## [WHAT YOU SHOULD DO]
Set down exactly the lines below between the line holding "Practice. Point at the large" and the line holding "Practice. Point at the framed", inclusive; no other line belongs in the answer.

*** Begin section ***

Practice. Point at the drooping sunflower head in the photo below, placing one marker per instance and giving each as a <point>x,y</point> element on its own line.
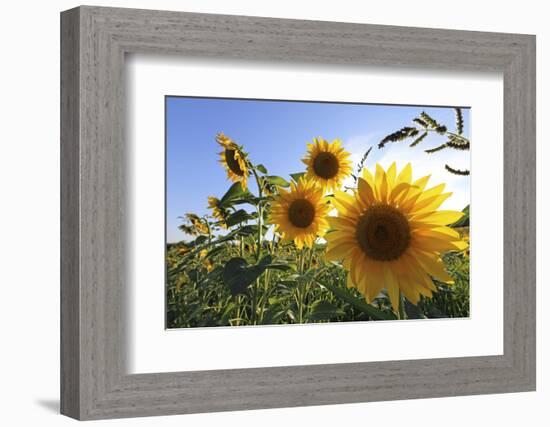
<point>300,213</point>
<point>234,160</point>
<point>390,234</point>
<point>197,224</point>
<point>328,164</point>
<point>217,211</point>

*** End section ***
*** Begin section ***

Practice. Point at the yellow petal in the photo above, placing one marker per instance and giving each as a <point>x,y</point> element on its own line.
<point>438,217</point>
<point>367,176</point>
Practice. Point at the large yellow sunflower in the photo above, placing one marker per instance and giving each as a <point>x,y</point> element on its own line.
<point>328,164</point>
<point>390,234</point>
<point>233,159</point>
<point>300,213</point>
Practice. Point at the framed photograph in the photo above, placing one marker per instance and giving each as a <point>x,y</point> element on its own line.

*** End section ***

## [REPLY]
Practice. Point at the large yellow sunflower in the photo above, placing one marker per instance and giving each as a <point>x,y</point> element on its own line.
<point>328,164</point>
<point>390,234</point>
<point>233,159</point>
<point>300,213</point>
Practice. Point at the framed photograph in the photo above, placing one marker per instance and giving each as a <point>x,y</point> element on its own line.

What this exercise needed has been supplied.